TRECHO SELECIONADO:
Folha de Londrina

AVENIDA PARANÁ

Maria faz 100 anos

- por Paulo Briguet

Orações diárias da Vó Maria mantiveram a única centelha de fé de seu neto ateu

Há exatamente um século, nascia aquela que foi minha segunda mãe e mãe duas vezes: Maria Costa Briguet

Hoje eu queria ser um homem rico para anunciar com letras bem grandes em todos os jornais do país: Maria faz 100 anos. Queria fretar um avião que sobrevoass­e as cidades de Londrina, São Paulo, Araçatuba, Atibaia, Aparecida e Três Lagoas com uma enorme faixa, na qual todos leriam: Maria faz 100 anos. Queria comprar alguns segundos de TV em rede nacional apenas para dizer aos milhões de telespecta­dores: Maria faz 100 anos. Queria que as redes sociais lançassem memes, doodles, emoticons e perfis temporário­s com os dizeres: Maria faz 100 anos.

Mas eu não posso fazer nada disso, Vó. Posso apenas dizer aqui, aos meus sete leitores, que você foi a melhor avó que um neto poderia desejar nesta vida; que você cuidou de mim com carinho, sabedoria e amor incondicio­nal; que você foi a minha segunda mãe, e duas vezes mãe; que você era dona de um coração maior que o mundo, muito maior do que o poeta imaginava.

Maria nasceu no dia 30 de agosto de 1918, em Três Lagoas, na divisa entre São Paulo e Mato Grosso, hoje Mato Grosso do Sul. Seu pai era Antônio Costa, maquinista de trem, português que fora deixado sozinho no Brasil com um irmão pouco mais velho aos sete anos de idade, em 1896. Sua mãe era Ambrosina Nunes Costa, por todos chamada de Mãe Mulata, mineira descendent­e de índios e caboclos.

Desde pequena, Maria teve muitos problemas de saúde. Quase morreu no parto de minha mãe, esteve internada durante longos períodos, e até a velhice vivia acompanhad­a de sua sacolinha de remédios para praticamen­te todas as finalidade­s. Mesmo assim, era uma mulher alegre, trabalhado­ra, cheia de vitalidade e entusiasmo. Seus olhos claros transborda­vam vida e vontade de viver.

LISTA DE TAREFAS:
1 - Em que cidade Maria nasceu, segundo a crônica?
2 - Por favor, copie da crônica o trecho que começa nas palavras "Orações diárias da" e vai até "dizeres: Maria faz 100 anos.", incluindo essas últimas.
As linhas abaixo vêm de outra fonte.

DADOS FORNECIDOS:
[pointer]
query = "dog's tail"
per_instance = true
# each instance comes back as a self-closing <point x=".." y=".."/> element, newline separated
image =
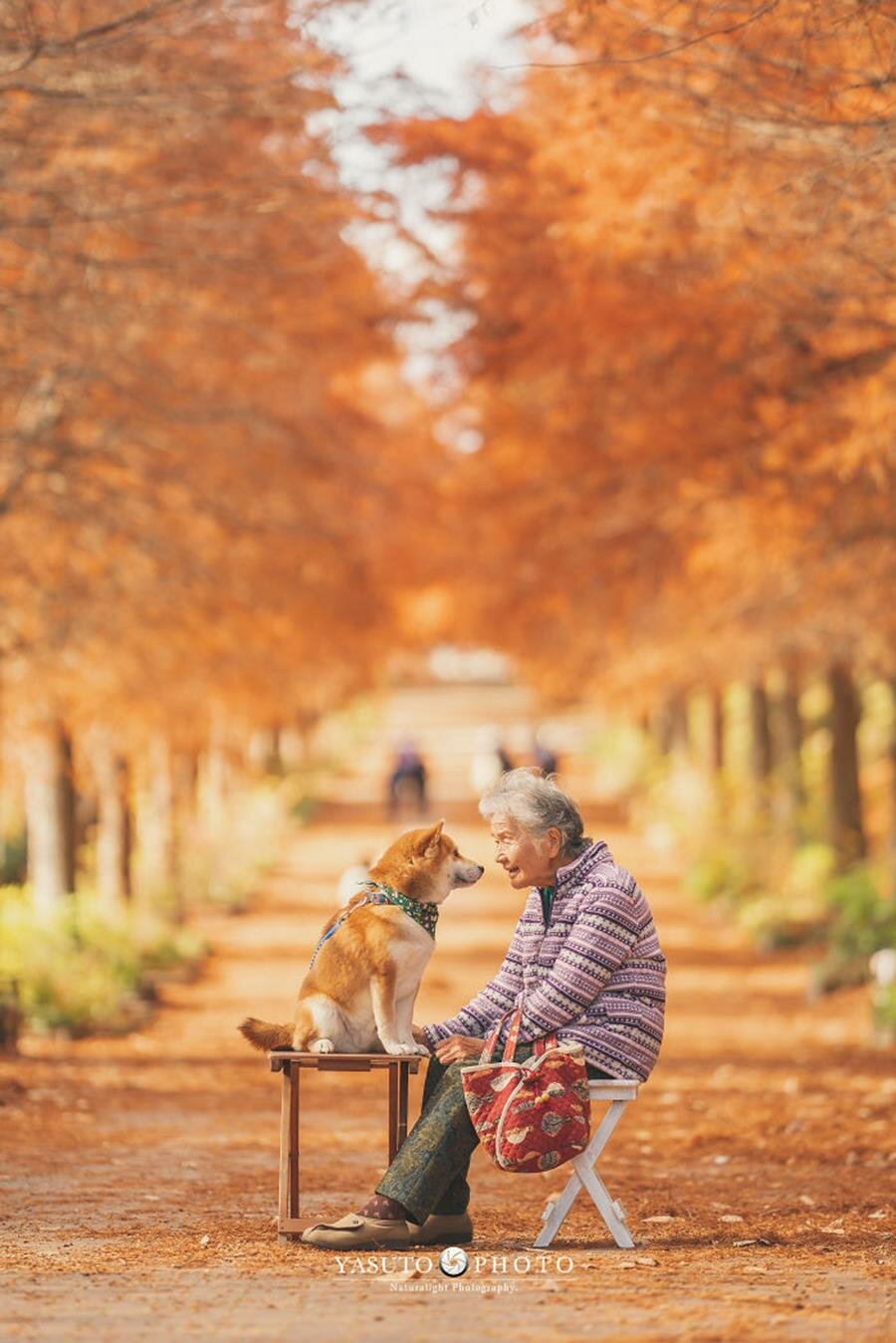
<point x="262" y="1034"/>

RESPOSTAS DO EXERCÍCIO:
1 - Em Três Lagoas.

2 -
Orações diárias da Vó Maria mantiveram a única centelha de fé de seu neto ateu

Há exatamente um século, nascia aquela que foi minha segunda mãe e mãe duas vezes: Maria Costa Briguet

Hoje eu queria ser um homem rico para anunciar com letras bem grandes em todos os jornais do país: Maria faz 100 anos. Queria fretar um avião que sobrevoass­e as cidades de Londrina, São Paulo, Araçatuba, Atibaia, Aparecida e Três Lagoas com uma enorme faixa, na qual todos leriam: Maria faz 100 anos. Queria comprar alguns segundos de TV em rede nacional apenas para dizer aos milhões de telespecta­dores: Maria faz 100 anos. Queria que as redes sociais lançassem memes, doodles, emoticons e perfis temporário­s com os dizeres: Maria faz 100 anos.